● Problem:
In the data below, one line contains "negative clicks: (193, 325)" and a later one contains "positive clicks: (192, 313)". Print both, with every line between them, exactly and alone.

● Recorded information:
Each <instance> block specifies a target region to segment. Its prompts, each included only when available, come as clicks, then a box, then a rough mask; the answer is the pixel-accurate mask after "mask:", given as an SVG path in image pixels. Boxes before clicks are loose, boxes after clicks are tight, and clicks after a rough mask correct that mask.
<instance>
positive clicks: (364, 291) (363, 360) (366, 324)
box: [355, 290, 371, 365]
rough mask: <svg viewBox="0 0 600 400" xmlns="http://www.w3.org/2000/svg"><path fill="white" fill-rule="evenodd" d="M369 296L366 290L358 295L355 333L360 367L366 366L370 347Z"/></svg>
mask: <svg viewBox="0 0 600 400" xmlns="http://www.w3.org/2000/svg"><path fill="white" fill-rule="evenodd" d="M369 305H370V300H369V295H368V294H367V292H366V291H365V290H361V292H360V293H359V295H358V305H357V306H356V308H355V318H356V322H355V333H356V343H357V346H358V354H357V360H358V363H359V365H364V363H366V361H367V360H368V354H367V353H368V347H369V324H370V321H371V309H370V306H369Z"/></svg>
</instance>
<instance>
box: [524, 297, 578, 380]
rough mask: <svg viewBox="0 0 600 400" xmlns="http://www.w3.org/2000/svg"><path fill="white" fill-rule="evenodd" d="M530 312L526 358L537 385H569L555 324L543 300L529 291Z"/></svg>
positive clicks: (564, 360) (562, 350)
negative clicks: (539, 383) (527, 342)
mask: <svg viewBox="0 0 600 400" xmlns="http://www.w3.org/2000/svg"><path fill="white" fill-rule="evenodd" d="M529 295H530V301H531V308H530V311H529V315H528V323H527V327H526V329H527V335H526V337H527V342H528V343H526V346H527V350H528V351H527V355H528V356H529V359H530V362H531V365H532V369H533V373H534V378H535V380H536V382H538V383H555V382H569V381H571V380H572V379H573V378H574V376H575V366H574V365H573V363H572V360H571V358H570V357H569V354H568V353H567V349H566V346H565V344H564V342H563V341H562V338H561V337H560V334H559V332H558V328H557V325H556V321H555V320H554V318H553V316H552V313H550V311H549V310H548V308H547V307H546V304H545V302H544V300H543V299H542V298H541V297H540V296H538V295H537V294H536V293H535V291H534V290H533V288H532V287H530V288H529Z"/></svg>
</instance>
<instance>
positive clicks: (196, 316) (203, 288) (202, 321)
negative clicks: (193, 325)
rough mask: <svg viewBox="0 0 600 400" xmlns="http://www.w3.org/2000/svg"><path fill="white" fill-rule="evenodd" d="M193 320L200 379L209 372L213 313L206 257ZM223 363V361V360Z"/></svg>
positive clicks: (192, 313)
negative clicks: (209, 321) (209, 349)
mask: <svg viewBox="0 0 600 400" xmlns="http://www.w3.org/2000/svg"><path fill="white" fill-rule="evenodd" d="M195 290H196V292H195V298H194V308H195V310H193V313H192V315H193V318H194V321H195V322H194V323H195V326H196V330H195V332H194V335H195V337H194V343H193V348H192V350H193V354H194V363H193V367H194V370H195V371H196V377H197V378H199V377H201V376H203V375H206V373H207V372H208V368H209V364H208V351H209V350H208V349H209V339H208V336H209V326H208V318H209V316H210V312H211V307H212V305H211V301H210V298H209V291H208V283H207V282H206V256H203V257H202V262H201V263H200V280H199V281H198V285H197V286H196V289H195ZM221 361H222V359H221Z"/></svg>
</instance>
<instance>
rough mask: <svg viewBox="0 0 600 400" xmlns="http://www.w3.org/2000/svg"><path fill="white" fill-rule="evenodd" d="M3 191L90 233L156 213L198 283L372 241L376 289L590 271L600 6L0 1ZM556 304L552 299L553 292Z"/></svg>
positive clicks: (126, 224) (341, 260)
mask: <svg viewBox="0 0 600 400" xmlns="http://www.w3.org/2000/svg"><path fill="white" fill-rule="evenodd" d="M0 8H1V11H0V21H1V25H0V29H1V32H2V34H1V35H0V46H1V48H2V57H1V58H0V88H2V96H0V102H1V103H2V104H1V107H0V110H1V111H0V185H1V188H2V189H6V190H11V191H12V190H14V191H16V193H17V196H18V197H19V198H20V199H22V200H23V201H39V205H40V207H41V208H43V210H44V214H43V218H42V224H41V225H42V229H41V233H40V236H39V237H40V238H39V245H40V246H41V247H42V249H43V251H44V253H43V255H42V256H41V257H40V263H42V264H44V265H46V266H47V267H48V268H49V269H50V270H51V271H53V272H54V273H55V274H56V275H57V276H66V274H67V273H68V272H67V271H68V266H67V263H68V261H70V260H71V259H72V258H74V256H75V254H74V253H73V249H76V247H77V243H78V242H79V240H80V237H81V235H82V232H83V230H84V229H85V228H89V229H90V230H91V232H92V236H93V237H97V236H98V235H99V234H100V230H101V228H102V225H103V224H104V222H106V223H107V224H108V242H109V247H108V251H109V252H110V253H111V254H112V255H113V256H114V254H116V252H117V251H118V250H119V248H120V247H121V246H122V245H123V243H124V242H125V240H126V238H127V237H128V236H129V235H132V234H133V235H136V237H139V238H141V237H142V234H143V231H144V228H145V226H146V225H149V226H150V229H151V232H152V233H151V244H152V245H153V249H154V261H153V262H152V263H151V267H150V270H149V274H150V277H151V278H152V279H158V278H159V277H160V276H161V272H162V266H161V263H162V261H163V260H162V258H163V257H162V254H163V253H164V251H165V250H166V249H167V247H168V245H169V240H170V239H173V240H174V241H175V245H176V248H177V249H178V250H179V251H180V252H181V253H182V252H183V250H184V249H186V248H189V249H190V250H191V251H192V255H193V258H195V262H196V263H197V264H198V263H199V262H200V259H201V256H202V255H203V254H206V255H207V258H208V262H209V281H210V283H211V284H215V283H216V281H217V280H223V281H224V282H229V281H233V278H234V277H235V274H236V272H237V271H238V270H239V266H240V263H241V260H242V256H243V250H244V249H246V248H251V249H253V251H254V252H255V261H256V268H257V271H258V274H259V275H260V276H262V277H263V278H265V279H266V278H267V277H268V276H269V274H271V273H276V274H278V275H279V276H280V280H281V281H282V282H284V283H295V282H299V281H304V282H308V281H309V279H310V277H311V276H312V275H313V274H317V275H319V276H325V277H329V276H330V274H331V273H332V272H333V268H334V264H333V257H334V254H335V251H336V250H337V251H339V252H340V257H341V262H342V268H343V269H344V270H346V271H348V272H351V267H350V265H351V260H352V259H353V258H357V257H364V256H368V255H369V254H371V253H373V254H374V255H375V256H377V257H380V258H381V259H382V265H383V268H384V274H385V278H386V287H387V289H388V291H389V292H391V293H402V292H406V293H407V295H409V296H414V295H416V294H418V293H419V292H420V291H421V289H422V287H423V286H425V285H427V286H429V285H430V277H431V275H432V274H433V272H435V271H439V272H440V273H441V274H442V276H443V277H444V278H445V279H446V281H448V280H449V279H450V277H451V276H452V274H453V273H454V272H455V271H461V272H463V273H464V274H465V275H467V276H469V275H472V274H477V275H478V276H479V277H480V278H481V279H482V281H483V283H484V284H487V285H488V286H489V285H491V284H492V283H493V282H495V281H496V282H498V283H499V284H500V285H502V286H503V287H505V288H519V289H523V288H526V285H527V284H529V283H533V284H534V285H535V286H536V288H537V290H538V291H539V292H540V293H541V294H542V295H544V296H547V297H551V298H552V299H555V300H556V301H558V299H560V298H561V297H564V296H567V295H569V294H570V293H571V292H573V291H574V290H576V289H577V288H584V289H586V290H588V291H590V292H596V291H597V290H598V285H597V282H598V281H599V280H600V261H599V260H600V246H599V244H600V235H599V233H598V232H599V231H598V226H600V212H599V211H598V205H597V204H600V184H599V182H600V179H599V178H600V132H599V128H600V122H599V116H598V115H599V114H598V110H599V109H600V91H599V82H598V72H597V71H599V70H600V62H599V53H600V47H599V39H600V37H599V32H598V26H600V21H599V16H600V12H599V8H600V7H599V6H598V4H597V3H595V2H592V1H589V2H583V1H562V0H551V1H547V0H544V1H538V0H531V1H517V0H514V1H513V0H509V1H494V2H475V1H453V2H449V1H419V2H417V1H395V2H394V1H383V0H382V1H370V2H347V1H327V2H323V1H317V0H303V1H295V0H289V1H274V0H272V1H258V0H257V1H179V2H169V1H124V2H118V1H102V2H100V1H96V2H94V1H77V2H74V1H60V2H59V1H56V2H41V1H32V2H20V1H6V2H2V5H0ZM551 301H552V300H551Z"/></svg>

● Answer section:
negative clicks: (193, 325)
rough mask: <svg viewBox="0 0 600 400" xmlns="http://www.w3.org/2000/svg"><path fill="white" fill-rule="evenodd" d="M193 320L200 379L209 372L213 313L206 257ZM223 363V361V360Z"/></svg>
positive clicks: (192, 313)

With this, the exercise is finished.